BEGIN Source text
Further back in the contact tracing chain are the hundreds working in call centres 24/7 to track down the thousands of people touched by the Delta outbreak and get them isolated before they infect others.
The Detail approached numerous public health agencies to speak to a contact tracer and was repeatedly told they were too busy.
Just five days into the outbreak health authorities had to rush to recruit and train hundreds more contact tracers, taking the total number to 1400.
More than 35,000 contacts (as of 9am Tuesday there were 34,413) have been identified.
Behind the staggering numbers is a “humanness” to the process, says contact tracer expert, Dr Andrew Chen from Auckland University’s Koi Tū Centre for Informed Futures.
From the call centres they are breaking news to people that can be shocking or upsetting.
“No one likes to find out they are a contact,” says Chen.
But that’s not the end of it and the clock is ticking. They need to get crucial information out of the contact as quickly as possible, people they have seen, places they have been and work out their risk.
Changing the rules
“Of course, Delta has changed the rules on who to contact,” says Dr Collin Tukuitonga, associate dean Pacific at the University of Auckland, and a public health leader.
He works a day a week at the Auckland Regional Public Health Service with the team that is handling the Assembly of God church cluster, which has 320 cases.
“Delta is problematic. I have read that a case could infect between six to nine people and they could infect another six to nine.”
But this is no police interrogation and if the contact refuses to talk, or they lie, it gets tricky.
“One problem is you ring Joe Bloggs and there’s no reply. You ring again and someone requires convincing to get to the QR code.
END Source text
BEGIN Material provided
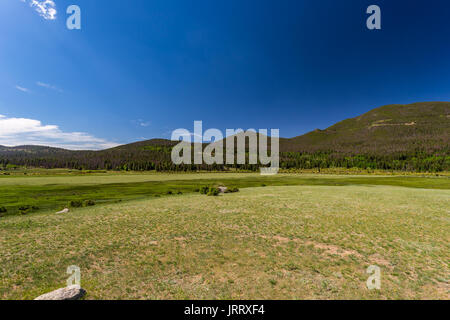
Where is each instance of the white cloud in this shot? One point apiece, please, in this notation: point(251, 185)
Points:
point(141, 123)
point(45, 8)
point(22, 89)
point(22, 131)
point(48, 86)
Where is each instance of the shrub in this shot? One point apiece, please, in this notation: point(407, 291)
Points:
point(75, 204)
point(88, 203)
point(213, 192)
point(24, 209)
point(204, 190)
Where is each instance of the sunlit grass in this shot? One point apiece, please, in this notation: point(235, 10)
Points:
point(274, 242)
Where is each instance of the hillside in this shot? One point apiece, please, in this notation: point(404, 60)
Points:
point(388, 129)
point(402, 137)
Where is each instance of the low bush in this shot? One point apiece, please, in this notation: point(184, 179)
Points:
point(204, 190)
point(24, 209)
point(75, 204)
point(88, 203)
point(213, 192)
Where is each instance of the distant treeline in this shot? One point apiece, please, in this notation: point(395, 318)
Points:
point(159, 159)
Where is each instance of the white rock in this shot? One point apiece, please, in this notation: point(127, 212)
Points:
point(223, 189)
point(68, 293)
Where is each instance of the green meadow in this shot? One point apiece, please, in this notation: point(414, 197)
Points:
point(289, 236)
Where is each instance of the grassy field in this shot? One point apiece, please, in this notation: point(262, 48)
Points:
point(53, 192)
point(300, 237)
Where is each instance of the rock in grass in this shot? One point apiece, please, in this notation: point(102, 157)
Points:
point(68, 293)
point(223, 189)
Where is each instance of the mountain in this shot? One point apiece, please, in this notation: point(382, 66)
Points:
point(402, 137)
point(388, 129)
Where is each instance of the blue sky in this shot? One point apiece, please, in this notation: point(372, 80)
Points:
point(140, 69)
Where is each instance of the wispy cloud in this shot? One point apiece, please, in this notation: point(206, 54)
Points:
point(45, 8)
point(48, 86)
point(141, 123)
point(22, 131)
point(22, 89)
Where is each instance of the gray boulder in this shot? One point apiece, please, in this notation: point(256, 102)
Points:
point(68, 293)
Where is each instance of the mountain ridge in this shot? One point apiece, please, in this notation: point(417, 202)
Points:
point(390, 132)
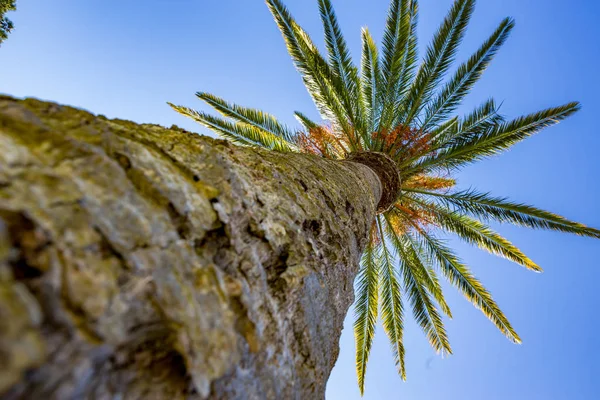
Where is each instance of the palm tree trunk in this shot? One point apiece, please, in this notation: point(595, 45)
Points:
point(138, 262)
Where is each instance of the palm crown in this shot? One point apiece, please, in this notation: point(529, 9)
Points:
point(405, 109)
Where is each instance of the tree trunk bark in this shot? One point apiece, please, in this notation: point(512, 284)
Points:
point(138, 262)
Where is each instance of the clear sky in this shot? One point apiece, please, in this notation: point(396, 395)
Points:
point(127, 58)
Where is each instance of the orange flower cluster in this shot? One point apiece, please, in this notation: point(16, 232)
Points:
point(429, 182)
point(322, 141)
point(402, 142)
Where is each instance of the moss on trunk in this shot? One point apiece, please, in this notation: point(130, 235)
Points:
point(144, 262)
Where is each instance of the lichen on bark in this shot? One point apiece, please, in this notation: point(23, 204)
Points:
point(145, 262)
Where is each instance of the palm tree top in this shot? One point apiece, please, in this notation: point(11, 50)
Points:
point(406, 108)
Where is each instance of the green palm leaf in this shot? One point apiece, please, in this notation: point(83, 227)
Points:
point(416, 284)
point(463, 150)
point(371, 81)
point(392, 309)
point(341, 62)
point(466, 76)
point(483, 205)
point(461, 277)
point(439, 56)
point(366, 311)
point(306, 122)
point(476, 233)
point(399, 57)
point(238, 133)
point(249, 116)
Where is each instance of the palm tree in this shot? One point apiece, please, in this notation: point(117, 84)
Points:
point(406, 110)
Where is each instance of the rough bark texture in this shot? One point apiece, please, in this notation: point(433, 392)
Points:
point(138, 262)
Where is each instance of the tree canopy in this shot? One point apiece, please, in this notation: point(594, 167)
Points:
point(6, 25)
point(395, 104)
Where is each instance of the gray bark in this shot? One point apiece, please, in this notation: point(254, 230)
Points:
point(138, 262)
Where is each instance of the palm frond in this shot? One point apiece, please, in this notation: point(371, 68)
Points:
point(341, 61)
point(392, 309)
point(461, 277)
point(467, 75)
point(485, 206)
point(416, 282)
point(440, 54)
point(476, 233)
point(370, 80)
point(242, 134)
point(322, 85)
point(366, 310)
point(398, 57)
point(249, 116)
point(469, 148)
point(306, 122)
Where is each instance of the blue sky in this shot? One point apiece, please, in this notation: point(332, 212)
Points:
point(127, 58)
END Material provided
__Exercise details__. Update the part of the contact tracing text that begins at the words "Just five days" and stops after "for Informed Futures.", putting "huge" in place of "staggering".

__Task response__.
Just five days into the outbreak health authorities had to rush to recruit and train hundreds more contact tracers, taking the total number to 1400.
More than 35,000 contacts (as of 9am Tuesday there were 34,413) have been identified.
Behind the huge numbers is a “humanness” to the process, says contact tracer expert, Dr Andrew Chen from Auckland University’s Koi Tū Centre for Informed Futures.